Task details → The output must match the lines from the first line of the listing below through the line holding "point(26, 11)" exactly and must contain no pictures.

Data supplied →
*** Block opens ***

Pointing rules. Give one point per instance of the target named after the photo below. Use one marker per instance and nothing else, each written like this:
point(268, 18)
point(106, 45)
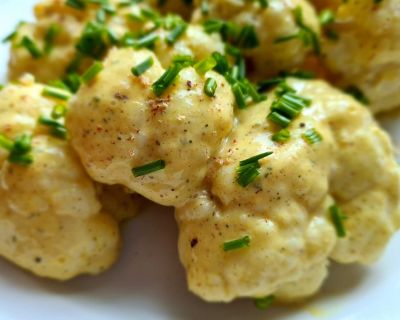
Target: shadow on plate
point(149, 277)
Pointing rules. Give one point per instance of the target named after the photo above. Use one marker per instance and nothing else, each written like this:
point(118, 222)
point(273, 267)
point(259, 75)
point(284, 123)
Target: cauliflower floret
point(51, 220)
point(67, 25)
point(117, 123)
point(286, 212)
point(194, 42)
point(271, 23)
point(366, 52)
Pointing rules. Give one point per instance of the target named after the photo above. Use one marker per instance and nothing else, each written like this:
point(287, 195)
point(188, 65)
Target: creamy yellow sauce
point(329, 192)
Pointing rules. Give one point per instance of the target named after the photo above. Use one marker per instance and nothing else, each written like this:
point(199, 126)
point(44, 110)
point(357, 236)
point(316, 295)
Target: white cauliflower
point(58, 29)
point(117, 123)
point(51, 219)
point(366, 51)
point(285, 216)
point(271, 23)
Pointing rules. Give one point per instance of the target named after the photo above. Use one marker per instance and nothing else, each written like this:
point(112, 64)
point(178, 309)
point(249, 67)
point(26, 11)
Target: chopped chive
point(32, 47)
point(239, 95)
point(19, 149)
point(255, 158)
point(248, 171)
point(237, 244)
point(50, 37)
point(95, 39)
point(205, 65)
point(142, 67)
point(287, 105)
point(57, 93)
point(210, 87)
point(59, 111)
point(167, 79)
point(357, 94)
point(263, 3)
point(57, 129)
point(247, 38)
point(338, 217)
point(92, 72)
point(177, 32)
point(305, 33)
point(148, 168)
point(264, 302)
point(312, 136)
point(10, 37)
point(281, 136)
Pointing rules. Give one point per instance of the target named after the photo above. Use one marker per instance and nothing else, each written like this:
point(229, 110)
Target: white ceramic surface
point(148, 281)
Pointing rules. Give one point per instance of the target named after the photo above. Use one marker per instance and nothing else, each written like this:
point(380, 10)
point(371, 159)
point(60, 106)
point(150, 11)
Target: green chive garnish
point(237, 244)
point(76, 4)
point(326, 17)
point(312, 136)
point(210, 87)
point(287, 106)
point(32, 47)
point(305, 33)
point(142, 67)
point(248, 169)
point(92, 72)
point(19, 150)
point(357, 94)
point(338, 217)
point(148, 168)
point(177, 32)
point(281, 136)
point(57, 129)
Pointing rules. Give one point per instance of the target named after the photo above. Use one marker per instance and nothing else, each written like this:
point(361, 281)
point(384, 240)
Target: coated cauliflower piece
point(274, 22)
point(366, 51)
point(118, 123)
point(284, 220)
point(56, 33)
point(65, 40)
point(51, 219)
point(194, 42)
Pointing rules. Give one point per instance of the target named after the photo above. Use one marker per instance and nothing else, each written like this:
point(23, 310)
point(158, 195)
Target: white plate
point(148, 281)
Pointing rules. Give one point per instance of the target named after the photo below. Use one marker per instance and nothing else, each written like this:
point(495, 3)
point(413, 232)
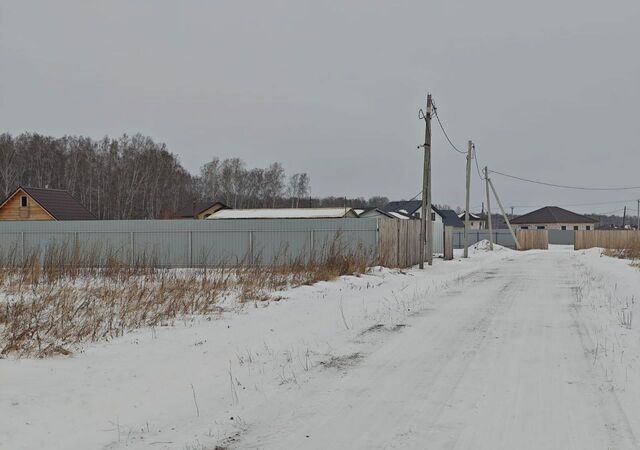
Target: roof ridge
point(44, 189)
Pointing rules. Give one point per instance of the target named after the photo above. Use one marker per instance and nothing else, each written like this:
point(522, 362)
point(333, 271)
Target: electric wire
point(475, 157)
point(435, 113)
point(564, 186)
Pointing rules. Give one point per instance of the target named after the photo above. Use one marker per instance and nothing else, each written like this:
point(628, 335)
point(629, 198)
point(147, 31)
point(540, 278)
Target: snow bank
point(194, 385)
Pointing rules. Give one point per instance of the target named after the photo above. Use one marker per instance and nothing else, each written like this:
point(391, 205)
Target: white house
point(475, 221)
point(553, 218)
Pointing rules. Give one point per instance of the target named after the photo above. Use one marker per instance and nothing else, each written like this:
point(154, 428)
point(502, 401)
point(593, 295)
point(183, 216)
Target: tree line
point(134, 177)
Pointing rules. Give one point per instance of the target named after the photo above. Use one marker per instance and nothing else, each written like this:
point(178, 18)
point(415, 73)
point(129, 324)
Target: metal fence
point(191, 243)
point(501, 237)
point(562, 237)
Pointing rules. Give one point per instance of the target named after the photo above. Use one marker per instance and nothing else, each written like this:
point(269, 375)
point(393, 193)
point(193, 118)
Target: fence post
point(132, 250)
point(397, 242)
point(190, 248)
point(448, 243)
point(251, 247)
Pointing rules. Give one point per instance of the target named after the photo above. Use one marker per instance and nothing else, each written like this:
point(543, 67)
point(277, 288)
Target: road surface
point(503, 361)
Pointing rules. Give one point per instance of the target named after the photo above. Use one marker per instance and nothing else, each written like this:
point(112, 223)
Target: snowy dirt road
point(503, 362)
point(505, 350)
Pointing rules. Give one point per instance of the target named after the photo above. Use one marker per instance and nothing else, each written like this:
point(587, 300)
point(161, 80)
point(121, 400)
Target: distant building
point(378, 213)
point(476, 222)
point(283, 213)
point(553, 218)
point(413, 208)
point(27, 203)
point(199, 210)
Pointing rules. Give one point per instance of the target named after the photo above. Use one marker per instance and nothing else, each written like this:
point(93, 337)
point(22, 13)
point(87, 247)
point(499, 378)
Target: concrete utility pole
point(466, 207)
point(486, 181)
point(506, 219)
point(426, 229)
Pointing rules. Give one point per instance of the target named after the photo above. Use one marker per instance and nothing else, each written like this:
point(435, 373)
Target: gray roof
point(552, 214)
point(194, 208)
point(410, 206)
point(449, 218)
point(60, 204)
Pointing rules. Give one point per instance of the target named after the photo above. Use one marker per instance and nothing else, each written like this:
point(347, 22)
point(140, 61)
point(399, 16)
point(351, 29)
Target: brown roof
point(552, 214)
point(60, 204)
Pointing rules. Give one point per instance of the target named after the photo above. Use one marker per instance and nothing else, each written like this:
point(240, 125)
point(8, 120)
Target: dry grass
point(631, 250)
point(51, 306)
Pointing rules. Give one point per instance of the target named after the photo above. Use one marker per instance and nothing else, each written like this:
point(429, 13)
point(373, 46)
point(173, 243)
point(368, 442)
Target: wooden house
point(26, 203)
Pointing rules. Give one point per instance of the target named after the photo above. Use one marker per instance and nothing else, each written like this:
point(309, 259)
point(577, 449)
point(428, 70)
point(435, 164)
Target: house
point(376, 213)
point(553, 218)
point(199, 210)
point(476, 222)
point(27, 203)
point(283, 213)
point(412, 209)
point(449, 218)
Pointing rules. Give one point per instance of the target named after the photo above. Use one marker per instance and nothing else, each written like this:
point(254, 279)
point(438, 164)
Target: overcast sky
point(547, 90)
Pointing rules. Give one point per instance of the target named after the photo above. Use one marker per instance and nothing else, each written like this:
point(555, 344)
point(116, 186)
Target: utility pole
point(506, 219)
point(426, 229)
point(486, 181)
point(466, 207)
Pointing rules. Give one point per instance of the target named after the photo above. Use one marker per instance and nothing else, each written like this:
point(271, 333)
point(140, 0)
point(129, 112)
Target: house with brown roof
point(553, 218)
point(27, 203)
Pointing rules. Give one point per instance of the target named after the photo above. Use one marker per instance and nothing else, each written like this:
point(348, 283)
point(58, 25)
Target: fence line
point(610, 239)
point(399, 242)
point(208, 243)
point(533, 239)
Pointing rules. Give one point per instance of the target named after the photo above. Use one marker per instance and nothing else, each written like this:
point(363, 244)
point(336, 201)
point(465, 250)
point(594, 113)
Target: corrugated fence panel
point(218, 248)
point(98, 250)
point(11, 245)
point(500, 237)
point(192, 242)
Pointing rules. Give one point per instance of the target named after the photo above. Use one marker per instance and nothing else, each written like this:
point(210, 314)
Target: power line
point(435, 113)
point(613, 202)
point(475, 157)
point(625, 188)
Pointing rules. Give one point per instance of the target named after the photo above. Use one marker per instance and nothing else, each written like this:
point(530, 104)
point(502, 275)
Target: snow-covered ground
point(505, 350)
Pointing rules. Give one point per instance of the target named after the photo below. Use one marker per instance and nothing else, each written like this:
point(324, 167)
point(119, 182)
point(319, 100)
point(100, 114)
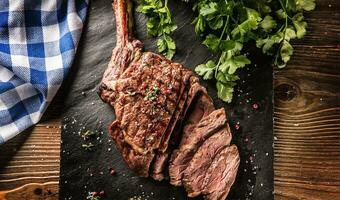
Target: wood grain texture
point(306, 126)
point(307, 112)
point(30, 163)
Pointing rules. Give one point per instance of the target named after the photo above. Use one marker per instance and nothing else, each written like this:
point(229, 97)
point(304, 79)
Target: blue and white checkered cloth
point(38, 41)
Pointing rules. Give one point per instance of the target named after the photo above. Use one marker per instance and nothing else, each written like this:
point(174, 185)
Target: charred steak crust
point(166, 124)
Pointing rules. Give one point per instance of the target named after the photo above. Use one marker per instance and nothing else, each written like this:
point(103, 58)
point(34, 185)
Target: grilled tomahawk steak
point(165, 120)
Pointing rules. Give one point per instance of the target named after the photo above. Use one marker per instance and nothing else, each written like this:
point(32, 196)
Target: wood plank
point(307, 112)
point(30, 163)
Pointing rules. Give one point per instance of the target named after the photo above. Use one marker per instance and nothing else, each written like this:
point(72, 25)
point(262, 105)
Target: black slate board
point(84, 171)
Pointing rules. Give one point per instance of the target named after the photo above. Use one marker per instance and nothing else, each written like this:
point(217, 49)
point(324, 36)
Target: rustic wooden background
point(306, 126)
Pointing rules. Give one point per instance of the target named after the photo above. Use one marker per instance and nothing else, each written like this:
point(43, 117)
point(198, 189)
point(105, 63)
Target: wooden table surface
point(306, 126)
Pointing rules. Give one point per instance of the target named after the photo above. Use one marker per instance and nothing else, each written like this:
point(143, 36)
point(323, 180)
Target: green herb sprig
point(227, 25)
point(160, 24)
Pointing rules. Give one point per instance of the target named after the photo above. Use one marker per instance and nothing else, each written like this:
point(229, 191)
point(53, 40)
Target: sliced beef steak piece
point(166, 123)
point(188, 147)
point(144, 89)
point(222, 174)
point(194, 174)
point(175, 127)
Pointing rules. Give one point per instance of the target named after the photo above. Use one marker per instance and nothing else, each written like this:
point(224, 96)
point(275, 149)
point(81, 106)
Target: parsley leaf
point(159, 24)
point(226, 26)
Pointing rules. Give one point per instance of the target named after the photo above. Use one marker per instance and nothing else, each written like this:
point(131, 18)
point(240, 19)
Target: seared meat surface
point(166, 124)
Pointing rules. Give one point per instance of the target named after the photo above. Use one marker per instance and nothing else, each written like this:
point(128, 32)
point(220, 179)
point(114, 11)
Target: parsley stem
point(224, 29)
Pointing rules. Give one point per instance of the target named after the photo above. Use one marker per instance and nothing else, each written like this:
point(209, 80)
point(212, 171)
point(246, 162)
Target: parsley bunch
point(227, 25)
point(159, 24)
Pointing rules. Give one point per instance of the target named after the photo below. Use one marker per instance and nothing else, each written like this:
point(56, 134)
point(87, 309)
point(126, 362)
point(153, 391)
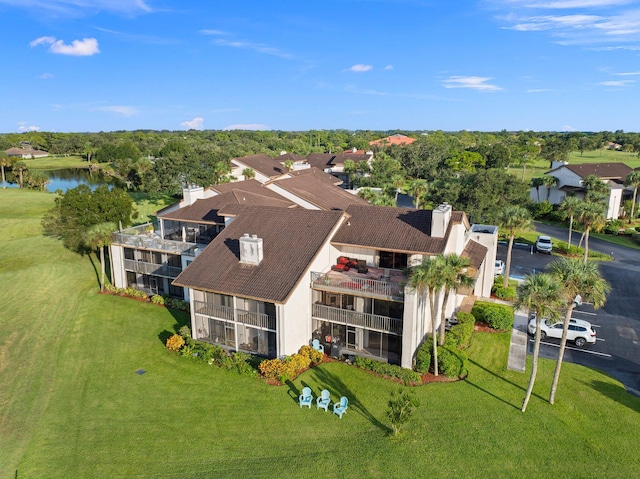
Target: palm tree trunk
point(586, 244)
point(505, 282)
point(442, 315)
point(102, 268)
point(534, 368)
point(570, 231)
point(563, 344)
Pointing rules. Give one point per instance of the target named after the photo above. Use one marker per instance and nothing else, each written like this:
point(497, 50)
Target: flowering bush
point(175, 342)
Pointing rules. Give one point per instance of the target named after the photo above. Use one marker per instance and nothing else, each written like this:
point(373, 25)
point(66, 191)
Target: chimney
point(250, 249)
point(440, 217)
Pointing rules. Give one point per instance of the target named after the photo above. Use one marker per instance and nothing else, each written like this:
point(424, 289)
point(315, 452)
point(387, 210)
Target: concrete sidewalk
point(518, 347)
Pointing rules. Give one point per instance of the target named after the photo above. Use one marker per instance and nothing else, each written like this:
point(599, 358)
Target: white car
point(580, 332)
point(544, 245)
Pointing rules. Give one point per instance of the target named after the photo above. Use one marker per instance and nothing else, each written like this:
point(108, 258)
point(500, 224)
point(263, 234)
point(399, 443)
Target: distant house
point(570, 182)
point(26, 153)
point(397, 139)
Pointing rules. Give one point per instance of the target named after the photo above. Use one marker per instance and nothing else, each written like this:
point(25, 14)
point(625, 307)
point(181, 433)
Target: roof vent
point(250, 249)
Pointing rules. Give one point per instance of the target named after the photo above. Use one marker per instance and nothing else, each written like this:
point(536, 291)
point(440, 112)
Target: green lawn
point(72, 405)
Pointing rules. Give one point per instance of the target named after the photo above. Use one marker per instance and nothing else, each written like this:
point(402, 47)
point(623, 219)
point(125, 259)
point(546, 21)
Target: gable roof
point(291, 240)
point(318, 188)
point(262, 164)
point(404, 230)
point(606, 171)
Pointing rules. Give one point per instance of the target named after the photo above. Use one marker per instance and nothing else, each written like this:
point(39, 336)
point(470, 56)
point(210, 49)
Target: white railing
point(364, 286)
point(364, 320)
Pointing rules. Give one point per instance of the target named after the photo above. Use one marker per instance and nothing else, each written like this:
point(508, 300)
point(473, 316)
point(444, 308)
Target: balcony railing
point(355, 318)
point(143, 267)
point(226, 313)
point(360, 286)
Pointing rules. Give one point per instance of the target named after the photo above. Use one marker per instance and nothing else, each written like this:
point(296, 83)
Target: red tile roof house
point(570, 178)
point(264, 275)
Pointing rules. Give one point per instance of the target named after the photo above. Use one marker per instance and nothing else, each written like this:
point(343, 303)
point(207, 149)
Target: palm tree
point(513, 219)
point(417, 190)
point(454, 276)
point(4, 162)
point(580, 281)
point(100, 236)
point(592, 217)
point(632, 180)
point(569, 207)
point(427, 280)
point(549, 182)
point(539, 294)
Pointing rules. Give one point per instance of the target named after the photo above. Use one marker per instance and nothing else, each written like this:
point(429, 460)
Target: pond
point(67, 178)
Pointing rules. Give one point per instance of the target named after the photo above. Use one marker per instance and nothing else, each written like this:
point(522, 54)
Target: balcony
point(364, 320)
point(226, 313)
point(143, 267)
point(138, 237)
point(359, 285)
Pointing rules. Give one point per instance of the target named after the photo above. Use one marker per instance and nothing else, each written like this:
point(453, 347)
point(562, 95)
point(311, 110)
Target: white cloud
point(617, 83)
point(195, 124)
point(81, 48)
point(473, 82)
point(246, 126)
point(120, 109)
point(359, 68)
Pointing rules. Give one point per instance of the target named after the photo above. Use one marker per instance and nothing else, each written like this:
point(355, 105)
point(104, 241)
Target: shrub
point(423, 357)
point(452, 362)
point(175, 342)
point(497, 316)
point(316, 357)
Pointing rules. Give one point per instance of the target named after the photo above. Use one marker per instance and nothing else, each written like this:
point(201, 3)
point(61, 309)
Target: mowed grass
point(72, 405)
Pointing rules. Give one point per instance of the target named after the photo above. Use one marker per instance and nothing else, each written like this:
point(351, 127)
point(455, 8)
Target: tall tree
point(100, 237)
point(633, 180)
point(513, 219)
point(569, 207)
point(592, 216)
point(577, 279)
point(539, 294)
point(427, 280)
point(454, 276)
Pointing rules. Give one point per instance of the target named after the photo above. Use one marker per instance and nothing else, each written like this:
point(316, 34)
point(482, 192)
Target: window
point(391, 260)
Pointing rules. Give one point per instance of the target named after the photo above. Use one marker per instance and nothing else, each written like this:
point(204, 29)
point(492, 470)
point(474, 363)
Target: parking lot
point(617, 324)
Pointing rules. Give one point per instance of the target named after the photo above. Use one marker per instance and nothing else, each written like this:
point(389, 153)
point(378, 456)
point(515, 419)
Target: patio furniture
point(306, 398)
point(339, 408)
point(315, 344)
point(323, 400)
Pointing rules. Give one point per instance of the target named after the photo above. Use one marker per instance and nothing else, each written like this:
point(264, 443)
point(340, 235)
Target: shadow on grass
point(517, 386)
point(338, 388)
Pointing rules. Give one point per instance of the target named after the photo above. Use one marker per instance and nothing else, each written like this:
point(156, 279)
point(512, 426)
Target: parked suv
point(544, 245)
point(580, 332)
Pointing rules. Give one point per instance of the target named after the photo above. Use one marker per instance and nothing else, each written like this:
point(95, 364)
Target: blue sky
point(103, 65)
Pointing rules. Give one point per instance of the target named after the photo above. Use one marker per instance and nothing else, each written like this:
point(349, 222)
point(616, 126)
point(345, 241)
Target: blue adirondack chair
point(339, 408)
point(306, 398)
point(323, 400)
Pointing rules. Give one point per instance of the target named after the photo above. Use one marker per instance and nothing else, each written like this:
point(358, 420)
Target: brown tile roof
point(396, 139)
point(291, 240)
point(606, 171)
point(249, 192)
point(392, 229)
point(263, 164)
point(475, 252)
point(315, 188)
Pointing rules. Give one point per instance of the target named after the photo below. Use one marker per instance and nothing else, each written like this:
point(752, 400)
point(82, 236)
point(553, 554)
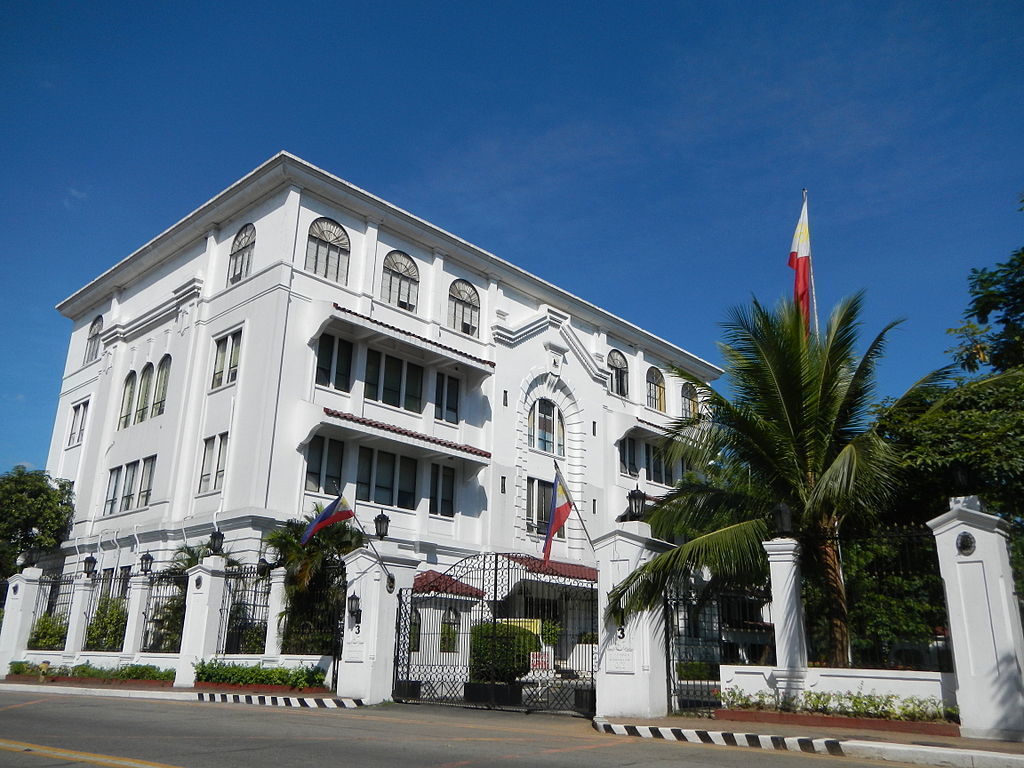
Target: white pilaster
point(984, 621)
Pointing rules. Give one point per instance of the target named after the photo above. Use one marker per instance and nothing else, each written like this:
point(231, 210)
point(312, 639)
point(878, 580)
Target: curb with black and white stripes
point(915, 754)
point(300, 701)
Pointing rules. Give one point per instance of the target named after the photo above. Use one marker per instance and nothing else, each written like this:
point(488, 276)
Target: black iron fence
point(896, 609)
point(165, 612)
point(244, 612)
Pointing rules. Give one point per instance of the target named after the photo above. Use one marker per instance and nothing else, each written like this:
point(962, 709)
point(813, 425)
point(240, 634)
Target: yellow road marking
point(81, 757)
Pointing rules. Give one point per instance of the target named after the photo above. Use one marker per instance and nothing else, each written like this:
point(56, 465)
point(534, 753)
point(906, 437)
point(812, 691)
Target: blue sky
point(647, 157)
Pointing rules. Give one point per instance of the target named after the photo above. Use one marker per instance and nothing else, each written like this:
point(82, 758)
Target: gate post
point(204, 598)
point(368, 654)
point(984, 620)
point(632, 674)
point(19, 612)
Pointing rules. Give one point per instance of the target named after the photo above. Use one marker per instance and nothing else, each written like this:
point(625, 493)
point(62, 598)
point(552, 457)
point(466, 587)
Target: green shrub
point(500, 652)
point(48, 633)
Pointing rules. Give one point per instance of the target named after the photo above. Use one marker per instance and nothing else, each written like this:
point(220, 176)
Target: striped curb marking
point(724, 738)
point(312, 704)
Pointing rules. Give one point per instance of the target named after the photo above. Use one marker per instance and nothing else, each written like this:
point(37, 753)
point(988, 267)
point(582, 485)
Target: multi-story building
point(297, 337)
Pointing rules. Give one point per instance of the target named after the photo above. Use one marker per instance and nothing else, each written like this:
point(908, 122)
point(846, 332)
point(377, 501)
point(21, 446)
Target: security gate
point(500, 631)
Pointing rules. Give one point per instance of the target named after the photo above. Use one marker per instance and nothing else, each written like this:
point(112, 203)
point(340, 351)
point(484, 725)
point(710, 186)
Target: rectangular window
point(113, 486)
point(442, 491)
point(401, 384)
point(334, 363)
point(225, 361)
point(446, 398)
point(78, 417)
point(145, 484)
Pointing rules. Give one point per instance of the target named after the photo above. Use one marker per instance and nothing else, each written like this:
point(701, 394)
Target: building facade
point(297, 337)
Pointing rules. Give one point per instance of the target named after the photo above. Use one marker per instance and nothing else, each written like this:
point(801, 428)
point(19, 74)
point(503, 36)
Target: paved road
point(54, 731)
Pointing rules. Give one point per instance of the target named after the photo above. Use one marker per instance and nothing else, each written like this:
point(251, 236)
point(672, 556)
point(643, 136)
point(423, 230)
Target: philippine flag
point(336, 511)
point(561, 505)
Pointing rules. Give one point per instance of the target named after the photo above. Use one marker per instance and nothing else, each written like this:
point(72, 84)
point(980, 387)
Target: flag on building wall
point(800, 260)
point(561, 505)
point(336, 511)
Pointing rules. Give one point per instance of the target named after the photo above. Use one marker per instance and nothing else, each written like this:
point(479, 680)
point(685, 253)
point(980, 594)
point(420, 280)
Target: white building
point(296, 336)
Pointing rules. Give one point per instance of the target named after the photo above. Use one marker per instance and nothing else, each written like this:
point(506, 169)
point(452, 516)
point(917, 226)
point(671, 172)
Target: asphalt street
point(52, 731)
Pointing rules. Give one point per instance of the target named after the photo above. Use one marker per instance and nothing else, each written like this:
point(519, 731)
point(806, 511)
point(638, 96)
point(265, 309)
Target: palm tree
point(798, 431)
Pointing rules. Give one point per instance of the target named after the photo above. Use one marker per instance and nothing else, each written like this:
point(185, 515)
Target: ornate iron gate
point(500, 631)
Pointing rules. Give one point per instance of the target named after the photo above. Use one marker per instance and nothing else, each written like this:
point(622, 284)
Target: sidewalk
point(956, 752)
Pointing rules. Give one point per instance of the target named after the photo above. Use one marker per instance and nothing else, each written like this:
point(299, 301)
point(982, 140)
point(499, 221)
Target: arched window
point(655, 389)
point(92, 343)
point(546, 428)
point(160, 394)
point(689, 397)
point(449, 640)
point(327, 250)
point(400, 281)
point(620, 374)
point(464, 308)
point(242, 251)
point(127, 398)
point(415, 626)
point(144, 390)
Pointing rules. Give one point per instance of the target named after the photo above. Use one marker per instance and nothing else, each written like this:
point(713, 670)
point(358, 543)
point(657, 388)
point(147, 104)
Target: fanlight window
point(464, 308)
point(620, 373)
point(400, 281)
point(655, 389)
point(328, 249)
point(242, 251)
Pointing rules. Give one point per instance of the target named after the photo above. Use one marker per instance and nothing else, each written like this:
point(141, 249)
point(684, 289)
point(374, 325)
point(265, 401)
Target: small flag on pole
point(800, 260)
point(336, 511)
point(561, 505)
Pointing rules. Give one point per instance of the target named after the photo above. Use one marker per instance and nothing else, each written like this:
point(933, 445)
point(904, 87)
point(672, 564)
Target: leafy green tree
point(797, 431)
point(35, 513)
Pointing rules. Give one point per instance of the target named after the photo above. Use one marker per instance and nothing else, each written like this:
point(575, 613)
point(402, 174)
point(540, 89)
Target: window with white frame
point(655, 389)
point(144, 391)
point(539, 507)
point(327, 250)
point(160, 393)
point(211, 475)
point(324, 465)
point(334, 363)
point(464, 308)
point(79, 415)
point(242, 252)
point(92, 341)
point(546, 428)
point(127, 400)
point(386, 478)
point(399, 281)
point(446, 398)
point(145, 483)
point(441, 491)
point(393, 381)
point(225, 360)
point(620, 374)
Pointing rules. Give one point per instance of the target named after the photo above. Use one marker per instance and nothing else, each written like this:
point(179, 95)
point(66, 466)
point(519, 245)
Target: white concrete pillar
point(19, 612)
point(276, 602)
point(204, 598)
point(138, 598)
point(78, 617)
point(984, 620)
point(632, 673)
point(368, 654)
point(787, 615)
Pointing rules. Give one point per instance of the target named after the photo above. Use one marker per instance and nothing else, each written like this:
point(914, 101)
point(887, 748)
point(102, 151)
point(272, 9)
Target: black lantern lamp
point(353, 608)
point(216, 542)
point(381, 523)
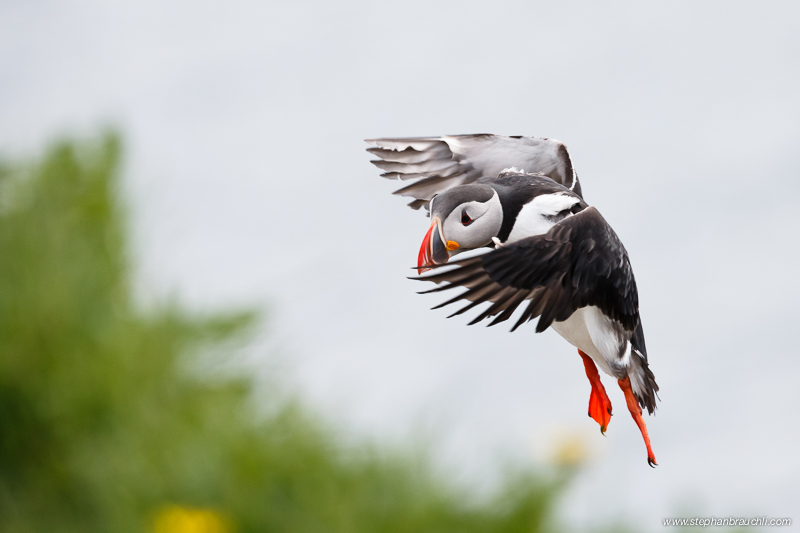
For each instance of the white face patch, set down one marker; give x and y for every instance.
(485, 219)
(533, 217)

*** Block closes ***

Solution for this task →
Pointing rules. Give one point per instance of the target named after the photo below. Use one marker per instance and nothing else, each written like this:
point(268, 18)
point(106, 45)
Target: shadow on plate
point(149, 277)
Pointing rules. Give one point per instance of the target named after the photo above. Use one marker per instance and nothing else, each written like this:
point(118, 222)
point(273, 267)
point(259, 75)
point(284, 123)
Target: cauliflower floret
point(51, 220)
point(67, 25)
point(117, 123)
point(286, 212)
point(194, 42)
point(271, 23)
point(366, 52)
Pointing rules. Give one point per instance of the target named after the photo above. Use one marker per instance and nothing else, each written like this:
point(287, 195)
point(188, 65)
Target: creamy yellow sauce
point(329, 192)
Pointing rules. Give one point per instance of the target named after the photo above. Use one marker per instance and nothing else, each written like this:
point(199, 126)
point(44, 110)
point(357, 236)
point(316, 295)
Target: white cauliflower
point(58, 29)
point(117, 123)
point(51, 219)
point(366, 51)
point(285, 216)
point(271, 23)
Pointing rules. Give one point per instance of the target named after the photo above. Use one marker per instance and nothing else, each written like this:
point(112, 64)
point(178, 309)
point(249, 67)
point(26, 11)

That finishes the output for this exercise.